[Saved entries]
☆ ☆ ☆ ☆ ☆ ☆ ☆

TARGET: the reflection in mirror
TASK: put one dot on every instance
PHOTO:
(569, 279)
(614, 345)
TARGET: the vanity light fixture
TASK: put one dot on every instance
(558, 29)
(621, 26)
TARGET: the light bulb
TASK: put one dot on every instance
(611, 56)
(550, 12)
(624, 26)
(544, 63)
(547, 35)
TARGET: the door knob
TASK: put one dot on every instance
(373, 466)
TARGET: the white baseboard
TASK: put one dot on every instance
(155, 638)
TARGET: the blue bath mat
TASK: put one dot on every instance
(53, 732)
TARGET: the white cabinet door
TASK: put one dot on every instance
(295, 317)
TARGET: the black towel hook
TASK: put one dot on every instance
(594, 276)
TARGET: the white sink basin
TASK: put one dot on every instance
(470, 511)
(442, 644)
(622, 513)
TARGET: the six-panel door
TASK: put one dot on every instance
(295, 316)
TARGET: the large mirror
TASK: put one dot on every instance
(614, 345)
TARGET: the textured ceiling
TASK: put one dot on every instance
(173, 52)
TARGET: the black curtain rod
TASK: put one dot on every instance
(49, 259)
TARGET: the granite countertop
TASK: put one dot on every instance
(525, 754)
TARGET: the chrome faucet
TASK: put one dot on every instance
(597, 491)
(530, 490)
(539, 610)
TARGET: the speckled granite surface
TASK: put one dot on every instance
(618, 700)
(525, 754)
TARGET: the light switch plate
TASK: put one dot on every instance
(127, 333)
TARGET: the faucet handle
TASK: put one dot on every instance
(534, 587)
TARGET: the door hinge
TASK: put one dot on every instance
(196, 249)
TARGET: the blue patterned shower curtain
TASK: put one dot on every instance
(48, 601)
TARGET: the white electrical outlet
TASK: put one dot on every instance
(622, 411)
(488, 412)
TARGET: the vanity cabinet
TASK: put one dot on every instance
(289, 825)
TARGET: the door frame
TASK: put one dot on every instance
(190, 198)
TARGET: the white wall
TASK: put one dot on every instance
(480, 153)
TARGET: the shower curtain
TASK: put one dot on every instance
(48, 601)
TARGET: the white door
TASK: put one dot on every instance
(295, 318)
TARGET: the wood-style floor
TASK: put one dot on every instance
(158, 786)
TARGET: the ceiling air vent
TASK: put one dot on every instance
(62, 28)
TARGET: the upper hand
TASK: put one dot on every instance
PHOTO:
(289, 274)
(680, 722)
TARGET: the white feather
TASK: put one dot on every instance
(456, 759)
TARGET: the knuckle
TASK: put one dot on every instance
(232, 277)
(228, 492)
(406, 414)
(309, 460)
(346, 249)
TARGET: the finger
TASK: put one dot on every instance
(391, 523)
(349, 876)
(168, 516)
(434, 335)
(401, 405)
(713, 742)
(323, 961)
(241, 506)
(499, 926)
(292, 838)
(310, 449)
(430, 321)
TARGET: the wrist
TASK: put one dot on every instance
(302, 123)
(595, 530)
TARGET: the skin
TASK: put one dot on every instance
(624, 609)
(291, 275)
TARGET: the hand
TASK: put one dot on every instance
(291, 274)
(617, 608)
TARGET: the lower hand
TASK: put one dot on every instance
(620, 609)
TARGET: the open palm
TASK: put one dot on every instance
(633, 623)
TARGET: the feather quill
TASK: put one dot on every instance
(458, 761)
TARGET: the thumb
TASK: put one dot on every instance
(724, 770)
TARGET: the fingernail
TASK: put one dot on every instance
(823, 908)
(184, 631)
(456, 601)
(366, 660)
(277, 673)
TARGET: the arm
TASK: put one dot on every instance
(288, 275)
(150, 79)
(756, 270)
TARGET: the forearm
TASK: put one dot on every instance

☆ ☆ ☆ ☆ ☆ ☆ ☆

_WHAT YOU WILL DO_:
Give the count, and only the count, of lines in these records that hold the string "curtain".

_RESPONSE AREA_:
3